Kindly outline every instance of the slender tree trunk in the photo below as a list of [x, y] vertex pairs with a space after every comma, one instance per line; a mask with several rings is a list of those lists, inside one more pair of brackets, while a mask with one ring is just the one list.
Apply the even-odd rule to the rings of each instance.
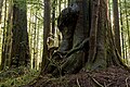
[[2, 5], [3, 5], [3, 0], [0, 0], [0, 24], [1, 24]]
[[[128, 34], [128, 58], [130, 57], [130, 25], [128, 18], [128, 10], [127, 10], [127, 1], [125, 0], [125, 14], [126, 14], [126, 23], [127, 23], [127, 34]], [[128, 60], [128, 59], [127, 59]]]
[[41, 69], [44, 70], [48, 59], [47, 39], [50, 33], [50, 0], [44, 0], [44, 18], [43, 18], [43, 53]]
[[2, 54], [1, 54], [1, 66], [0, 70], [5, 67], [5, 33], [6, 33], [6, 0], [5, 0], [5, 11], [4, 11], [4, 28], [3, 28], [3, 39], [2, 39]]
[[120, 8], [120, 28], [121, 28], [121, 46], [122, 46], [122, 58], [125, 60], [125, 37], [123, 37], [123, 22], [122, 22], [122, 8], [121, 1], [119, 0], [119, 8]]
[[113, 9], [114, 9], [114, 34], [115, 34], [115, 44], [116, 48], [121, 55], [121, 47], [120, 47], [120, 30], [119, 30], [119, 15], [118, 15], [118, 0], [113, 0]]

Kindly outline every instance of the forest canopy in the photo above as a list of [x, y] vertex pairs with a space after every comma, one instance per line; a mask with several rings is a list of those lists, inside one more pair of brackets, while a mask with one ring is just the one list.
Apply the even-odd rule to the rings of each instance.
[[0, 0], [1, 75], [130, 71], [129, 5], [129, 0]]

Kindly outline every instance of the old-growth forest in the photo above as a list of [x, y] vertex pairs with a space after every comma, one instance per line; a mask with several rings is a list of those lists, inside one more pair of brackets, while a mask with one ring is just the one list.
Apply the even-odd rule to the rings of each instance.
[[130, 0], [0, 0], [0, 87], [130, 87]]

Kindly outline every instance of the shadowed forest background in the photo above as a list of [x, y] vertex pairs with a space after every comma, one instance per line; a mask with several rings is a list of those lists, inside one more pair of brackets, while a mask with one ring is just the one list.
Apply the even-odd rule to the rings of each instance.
——
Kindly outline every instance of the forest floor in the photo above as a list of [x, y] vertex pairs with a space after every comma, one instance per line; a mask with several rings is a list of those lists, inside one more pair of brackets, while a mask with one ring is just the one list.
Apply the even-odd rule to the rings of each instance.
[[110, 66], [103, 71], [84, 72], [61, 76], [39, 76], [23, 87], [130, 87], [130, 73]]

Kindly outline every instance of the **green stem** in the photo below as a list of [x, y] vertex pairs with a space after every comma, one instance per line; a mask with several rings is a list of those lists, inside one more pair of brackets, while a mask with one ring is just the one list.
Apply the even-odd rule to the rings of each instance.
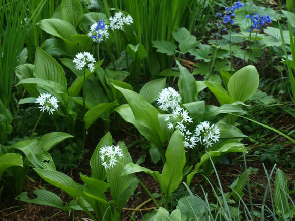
——
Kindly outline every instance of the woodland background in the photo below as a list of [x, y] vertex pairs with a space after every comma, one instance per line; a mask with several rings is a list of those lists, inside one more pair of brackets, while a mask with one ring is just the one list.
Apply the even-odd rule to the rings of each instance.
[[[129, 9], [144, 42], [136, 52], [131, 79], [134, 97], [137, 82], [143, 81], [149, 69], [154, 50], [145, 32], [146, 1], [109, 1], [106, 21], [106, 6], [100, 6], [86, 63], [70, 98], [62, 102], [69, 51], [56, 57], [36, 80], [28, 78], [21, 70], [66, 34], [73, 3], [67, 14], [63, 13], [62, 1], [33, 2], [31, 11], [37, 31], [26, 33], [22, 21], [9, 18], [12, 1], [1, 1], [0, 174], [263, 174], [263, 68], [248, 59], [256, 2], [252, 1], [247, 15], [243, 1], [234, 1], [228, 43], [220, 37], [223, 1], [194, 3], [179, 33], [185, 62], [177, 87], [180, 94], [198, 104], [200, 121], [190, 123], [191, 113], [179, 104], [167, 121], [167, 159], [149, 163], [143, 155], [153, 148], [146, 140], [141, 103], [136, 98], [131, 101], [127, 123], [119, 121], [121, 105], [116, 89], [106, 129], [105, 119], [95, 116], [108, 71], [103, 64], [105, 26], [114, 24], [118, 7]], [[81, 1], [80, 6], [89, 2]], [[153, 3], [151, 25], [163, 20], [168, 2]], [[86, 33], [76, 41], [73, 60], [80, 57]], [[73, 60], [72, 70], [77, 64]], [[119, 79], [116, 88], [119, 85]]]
——
Return every line of the data above that contains the string "inside".

--- Problem solution ---
Kindly outline every instance of the slender tree trunk in the photo below as a list of [x, y] vertex pairs with a space after every comma, one instance per line; a mask with several rings is a list of those lists, inside one more pair of brackets, while a mask with one ring is just the one list.
Kindly outline every instance of the forest canopy in the photo above as a list of [x, y] vertex pairs with a space after every comma, one instance per line; a mask with several rings is a list of those lists, inside one more pair of brackets, while a mask with one ring is just the one list.
Kindly outline every instance of the old-growth forest in the photo above as a list of [x, y] vertex pairs with a space after every comma, one instance per line; a mask with several rings is a list of those lists, inside one more pair of brackets, while a mask with one ring is just the one list.
Kindly outline every instance of the shadowed forest background in the photo above as a list of [x, y] vertex pairs with a space after every comma, one instance per line; a mask with several rings is a list of those lists, inside one more pair of brackets, while a mask with one ring is just the one list.
Kindly outline every instance of the forest floor in the photo above as a list of [x, y] vertex pairs with a space after every comma, one instance per line; a mask with several rings is a list of those lists, inside one more pair of brackets, while a mask with one ring is just the one list.
Kindly outline every instance of the **green stem** in the photo below as a list of [x, y] vertex pairs with a space after every comma, one instance per line; a mask with several rings is a list of those lists, inside one more pair of brackets, while a mask with one ring is just the one list.
Kindly outline every instance of the woodland background in the photo below as a list of [x, y] vertex pairs with a space after every comma, one instance per line; a mask with several rings is a list of those lists, inside one more pair of brackets, while a mask with one ring is just the one list.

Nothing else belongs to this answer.